■ **RECORDS FOR THIS TASK**
%%
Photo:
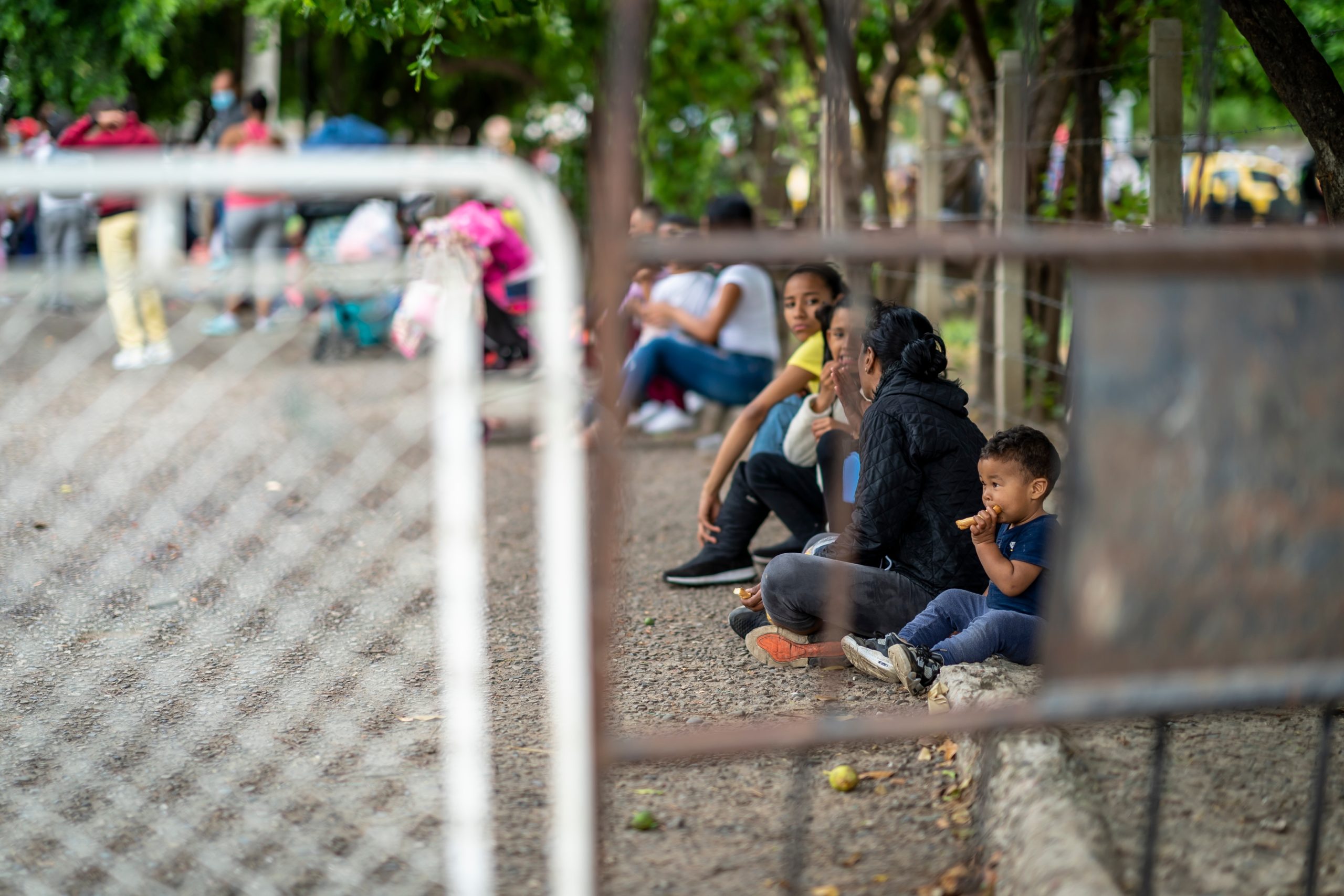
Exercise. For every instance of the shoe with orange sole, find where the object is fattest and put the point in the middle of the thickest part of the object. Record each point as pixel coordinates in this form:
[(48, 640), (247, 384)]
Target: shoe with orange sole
[(776, 647)]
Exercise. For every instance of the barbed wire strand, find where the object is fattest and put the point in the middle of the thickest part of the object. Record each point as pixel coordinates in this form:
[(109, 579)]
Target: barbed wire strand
[(1121, 66)]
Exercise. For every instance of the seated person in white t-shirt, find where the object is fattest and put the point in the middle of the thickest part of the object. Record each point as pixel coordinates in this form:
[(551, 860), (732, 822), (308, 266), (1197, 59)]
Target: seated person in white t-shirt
[(685, 287), (731, 350), (768, 481)]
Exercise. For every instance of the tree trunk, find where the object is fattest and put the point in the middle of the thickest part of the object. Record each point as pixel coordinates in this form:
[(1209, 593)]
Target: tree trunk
[(1088, 117), (875, 175), (1304, 81)]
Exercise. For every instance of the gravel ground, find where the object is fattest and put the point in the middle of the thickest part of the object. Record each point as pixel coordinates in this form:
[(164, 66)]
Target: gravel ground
[(217, 616)]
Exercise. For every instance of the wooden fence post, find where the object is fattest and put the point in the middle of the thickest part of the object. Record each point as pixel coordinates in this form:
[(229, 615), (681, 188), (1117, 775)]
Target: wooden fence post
[(1011, 206), (1164, 121), (932, 124)]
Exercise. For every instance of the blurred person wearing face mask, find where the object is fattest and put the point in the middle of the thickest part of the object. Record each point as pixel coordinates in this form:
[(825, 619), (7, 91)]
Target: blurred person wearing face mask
[(227, 109), (142, 332)]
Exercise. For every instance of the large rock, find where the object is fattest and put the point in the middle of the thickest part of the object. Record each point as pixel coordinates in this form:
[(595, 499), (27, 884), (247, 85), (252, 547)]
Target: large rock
[(1037, 810)]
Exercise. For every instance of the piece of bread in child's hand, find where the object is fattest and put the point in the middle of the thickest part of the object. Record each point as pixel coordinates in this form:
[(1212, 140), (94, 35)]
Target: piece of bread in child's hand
[(965, 524)]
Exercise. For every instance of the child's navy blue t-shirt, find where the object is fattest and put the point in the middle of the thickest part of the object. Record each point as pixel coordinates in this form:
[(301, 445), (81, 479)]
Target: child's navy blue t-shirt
[(1027, 543)]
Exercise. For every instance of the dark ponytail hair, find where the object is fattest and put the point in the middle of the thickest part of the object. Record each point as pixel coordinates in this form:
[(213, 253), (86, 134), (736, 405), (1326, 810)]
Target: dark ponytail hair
[(905, 342), (730, 212), (827, 273)]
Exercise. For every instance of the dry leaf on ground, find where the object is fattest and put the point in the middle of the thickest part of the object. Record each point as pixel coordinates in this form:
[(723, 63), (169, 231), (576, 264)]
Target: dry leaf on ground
[(939, 699)]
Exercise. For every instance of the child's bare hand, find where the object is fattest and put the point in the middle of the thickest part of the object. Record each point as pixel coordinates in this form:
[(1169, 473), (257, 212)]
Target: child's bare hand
[(706, 518), (984, 527), (750, 597)]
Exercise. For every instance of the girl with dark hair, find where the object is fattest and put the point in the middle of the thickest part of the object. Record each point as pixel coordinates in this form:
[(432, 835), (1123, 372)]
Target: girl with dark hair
[(822, 434), (766, 481), (918, 452)]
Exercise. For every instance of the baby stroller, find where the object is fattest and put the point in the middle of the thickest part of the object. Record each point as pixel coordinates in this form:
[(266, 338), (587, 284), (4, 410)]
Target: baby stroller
[(464, 251), (355, 318)]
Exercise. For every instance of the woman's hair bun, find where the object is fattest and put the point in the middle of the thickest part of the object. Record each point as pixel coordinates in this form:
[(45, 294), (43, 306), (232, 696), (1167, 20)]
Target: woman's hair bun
[(925, 358)]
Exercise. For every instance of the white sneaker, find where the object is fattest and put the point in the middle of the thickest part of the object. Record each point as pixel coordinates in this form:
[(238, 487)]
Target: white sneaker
[(130, 359), (670, 419), (159, 352), (647, 413)]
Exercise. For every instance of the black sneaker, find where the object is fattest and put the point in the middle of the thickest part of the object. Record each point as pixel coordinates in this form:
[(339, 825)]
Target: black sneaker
[(917, 667), (870, 656), (766, 554), (743, 621), (711, 570)]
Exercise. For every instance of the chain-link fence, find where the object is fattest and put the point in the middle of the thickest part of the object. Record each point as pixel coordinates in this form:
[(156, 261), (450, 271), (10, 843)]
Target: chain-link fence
[(239, 581)]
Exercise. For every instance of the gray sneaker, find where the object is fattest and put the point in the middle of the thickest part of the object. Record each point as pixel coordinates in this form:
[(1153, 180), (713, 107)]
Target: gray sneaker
[(870, 656)]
%%
■ **PROBLEM STATEMENT**
Reproduce verbatim the stretch of the records from the line containing "Exercise. For every instance of the piece" through the line containing "[(965, 524)]", including both of those lines.

■ **SOLVED EXERCISE**
Exercise. For every instance of the piece of bread in child's hand, find where the object is fattest and put the point in the middle of the thickest part of the object. Record each point as pixel coordinates in this form:
[(1212, 140), (94, 35)]
Target: piece of bread in child's hand
[(965, 524)]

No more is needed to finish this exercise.